• _Required task_
Rewrite the entries below, swapping "blue tarp" for "gray tarp" and changing nothing else.

• _Extracted material_
--------------------------------------------------
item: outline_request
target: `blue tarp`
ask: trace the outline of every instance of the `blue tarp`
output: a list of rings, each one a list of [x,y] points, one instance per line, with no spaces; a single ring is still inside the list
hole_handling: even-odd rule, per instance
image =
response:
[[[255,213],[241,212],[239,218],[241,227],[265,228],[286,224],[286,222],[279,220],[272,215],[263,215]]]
--------------------------------------------------
• _Answer for the task_
item: outline_request
target: `gray tarp`
ask: trace the outline of every instance of the `gray tarp`
output: a list of rings, each one a list of [x,y] points, one instance per line, with no spaces; a single ring is still inside the list
hole_handling: even-odd rule, per instance
image =
response:
[[[255,213],[241,212],[239,218],[241,227],[265,228],[286,224],[286,222],[279,220],[272,215],[263,215]]]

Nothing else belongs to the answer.